• **SET TASKS**:
• a. Lay out the lines of the stored data entries listing, starting at its first line and ending at the line containing "Provide the mask of the halved plum.", as a JSON list of strings with one string per line and blank lines omitted.
• b. Carry on the Live And Let Die review past its final sentence.

• **PASSAGE**:

Film Review No.180: Live And Let Die

Well here we are. The first of 7 Roger Moore films in a row. The nightmare is about to begin. To be fair though, things don’t start off too badly. It’s where we head from here on out that begins the most derided of all Bond eras. I don’t think you can count Lazenby as an era. He’s more of a thing that happened. Well it’s 1973, the Bond films are apparently out of touch with the world and Cubby Broccoli has to find him a new Bond. Only one thing to do. Go pop culture!!!

In Live And Let Die Bond (Roger Moore) is called in to investigate the mysterious deaths of 3 MI6 agents. In his search for the killers he finds himself running into a man named Mr Big in Harlem who has a drug smuggling scheme in mind and the goons to pull it off. Meanwhile a superstitious dictator of an island called San Monique called Kananga (Yaphet Kotto) has been employing the tarot reading skills of a woman named Solitaire (Jane “Still looks awesome today” Seymour) to assist him in determining his fortunes. Bond has to stop these villains, destroy the drug fields and have his way with as many women as possible along the way. Is Roger Moore up to the task? Yes… of course he is. A Bond film would suck if Bond couldn’t save the day. Also, SPOILERS, Mr Big and Kananga are the same person.

Stored data entries:
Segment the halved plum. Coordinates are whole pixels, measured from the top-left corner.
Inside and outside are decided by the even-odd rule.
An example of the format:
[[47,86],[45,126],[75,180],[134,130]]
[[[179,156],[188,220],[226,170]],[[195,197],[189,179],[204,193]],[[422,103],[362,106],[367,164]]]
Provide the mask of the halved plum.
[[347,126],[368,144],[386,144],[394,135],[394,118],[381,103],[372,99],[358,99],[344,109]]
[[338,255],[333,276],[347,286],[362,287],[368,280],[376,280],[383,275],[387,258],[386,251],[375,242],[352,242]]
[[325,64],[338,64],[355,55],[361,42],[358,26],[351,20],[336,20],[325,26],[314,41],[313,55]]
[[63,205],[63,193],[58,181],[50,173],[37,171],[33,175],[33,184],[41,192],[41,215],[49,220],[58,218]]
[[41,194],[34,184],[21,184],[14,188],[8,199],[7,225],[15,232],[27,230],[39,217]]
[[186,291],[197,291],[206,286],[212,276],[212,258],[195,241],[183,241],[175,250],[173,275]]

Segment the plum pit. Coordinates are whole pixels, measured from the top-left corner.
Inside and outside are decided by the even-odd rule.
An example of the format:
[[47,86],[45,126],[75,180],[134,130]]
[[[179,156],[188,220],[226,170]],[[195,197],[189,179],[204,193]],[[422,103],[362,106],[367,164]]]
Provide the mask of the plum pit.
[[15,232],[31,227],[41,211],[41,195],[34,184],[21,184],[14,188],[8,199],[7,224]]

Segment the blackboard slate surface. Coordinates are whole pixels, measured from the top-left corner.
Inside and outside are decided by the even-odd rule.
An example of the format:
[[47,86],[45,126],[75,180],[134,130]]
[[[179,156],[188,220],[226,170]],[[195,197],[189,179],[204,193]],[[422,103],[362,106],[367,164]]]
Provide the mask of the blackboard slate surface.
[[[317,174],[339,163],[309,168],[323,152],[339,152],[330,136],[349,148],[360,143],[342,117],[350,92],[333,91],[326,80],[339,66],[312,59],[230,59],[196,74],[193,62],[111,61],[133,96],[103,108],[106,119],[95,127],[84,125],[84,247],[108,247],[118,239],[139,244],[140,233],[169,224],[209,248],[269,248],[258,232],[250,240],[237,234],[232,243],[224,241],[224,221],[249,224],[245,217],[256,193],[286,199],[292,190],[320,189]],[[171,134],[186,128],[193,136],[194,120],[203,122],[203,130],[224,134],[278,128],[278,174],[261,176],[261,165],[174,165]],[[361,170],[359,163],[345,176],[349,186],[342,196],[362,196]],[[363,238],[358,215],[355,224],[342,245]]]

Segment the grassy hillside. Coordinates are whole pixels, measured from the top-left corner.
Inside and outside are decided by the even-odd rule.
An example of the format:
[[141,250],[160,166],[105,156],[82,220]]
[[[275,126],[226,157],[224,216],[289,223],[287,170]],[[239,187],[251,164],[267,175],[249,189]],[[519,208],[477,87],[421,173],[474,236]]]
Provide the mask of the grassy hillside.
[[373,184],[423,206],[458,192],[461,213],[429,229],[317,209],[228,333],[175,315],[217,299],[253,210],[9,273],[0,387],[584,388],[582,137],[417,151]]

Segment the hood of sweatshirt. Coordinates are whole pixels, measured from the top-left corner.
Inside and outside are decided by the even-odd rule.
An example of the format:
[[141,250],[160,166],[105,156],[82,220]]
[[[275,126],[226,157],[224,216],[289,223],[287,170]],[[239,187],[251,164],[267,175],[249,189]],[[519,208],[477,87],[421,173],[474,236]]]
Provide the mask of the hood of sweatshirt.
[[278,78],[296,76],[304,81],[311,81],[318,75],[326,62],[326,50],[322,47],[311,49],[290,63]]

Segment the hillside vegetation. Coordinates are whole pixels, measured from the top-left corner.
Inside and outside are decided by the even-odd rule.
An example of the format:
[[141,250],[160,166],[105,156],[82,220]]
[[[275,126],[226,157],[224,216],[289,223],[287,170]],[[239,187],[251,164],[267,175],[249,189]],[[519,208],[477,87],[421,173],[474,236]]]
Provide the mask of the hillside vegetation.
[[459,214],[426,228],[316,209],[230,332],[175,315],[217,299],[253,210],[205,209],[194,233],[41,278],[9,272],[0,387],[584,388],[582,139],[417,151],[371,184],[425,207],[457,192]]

• **IN RESPONSE**:
• a.
[
  "Segment the halved plum. Coordinates are whole pixels, measured from the top-left corner.",
  "Inside and outside are decided by the even-odd rule.",
  "An example of the format:",
  "[[47,86],[45,126],[75,180],[134,130]]",
  "[[[179,156],[188,220],[226,170]],[[195,197],[189,179],[204,193]],[[422,103],[362,106],[367,164]]]",
  "Provide the mask of the halved plum."
]

• b.
In an effort to stay relevant to the modern audiences director Guy Hamilton takes the understandable route of enthusing the Bond world with as much street cred as he possibly can. What this results in is pretty much a Blaxploitation film with two honky ass crackers in the leads. Wait, are those terms I’m allowed to use? Am I taking them back or something? Anyway, word is Guy Hamilton wanted Diana Ross in the Solitaire role but the producers insisted they stayed with a white woman as she was described in the books. I guess having a random white woman in cahoots with the villains emphasizes the purity she is meant to represent. A purity Bond wastes little time getting all dirty. Instead the potential inter racial relationship is relegated to a short lived side character that gets herself killed early on. I guess it’s OK for a Bond girl to be Asian, as in You Only Live Twice, but the world clearly couldn’t have been ready for some ebony and ivory based lead romances in 1973. Hell, films these days seem to have an issue with it. Something that needs to be addressed.

Why hello Dr Quinn.

Many attempts were made to keep this film in touch with the tastes of the time. The film features the first rock based Bond theme in the form of Paul McCartney’s Live And Let Die which, to be fair, is a fecking awesome song still today. I usually wouldn’t recommend listening to post Beatles McCartney but this song is an exception. Well maybe I’d recommend Band On The Run. That song’s great too. Along with him came Beatles producer George Martin to handle the film’s score in the absence of series regular John Barry who’s deck was getting pretty stacked in 1973. The result of this is probably the first of the Bond films to have modernised variations on the various Bond themes. There’s a lot of funk and soul worked into the score along with more rock and funk enthused versions of the Bond themes. It sticks out at times but largely suits the period and the Blaxploitation vibe the film has elsewhere.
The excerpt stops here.